◆ **PROBLEM**: Among the entries, find each line that includes the string "light" and list it.

◆ **DATASET EXCERPTS**:
○ ○ ○ ○ ○ ○ ○
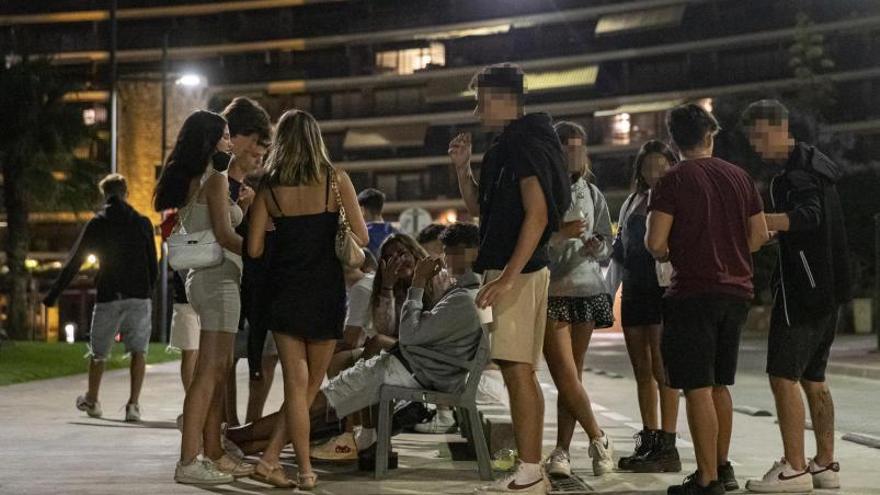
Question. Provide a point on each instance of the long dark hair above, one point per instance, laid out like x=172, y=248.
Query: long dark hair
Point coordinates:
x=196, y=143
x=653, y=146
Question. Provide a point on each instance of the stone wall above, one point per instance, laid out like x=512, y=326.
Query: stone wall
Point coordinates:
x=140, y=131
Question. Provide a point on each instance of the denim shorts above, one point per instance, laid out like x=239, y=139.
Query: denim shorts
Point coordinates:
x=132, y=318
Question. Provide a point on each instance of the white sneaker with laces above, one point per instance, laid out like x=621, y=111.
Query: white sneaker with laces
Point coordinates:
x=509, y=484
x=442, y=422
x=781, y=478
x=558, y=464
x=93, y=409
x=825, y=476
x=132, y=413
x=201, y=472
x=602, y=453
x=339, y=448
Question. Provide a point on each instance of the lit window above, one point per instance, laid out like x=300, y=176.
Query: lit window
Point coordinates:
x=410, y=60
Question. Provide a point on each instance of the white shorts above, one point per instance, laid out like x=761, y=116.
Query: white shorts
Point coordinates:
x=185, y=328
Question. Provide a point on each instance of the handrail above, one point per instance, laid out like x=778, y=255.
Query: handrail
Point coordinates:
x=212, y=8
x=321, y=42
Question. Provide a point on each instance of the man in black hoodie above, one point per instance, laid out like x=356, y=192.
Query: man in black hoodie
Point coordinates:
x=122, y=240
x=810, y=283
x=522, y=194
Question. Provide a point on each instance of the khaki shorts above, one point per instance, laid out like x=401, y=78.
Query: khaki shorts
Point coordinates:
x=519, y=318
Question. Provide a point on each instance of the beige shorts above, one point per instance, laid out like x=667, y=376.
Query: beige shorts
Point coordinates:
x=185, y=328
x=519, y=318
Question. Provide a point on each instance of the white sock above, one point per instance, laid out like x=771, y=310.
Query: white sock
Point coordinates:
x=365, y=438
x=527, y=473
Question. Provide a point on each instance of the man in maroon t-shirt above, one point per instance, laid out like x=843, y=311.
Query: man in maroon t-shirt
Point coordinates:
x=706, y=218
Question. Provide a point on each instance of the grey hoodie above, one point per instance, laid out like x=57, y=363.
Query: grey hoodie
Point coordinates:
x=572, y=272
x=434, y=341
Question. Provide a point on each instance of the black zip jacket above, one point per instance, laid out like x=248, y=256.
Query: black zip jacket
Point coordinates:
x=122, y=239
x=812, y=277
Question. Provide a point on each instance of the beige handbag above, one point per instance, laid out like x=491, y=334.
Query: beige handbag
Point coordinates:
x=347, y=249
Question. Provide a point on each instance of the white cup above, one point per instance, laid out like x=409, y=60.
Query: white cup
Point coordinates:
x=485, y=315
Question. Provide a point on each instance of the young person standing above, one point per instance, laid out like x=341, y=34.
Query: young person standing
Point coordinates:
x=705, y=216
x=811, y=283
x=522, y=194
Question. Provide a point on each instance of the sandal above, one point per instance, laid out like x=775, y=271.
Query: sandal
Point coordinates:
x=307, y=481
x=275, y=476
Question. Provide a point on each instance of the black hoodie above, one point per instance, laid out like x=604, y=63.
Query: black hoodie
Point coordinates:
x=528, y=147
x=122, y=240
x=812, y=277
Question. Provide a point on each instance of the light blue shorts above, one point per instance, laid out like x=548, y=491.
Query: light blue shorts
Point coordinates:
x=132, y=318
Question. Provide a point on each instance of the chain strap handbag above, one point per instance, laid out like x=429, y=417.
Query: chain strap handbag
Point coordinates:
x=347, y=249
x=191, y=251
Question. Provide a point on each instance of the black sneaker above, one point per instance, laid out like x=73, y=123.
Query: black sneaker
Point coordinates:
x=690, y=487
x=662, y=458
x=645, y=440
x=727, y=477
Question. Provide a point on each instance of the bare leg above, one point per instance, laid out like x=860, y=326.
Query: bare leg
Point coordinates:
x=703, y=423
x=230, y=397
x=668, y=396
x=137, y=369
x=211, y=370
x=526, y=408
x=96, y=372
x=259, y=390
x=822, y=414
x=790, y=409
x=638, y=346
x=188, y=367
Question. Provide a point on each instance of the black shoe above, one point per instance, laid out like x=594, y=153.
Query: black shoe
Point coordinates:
○ ○ ○ ○ ○ ○ ○
◆ **PROBLEM SOLUTION**:
Question. Provide a point on each instance of the light blue shorts above, one point per instance, laid out like x=548, y=491.
Query: light blue shorts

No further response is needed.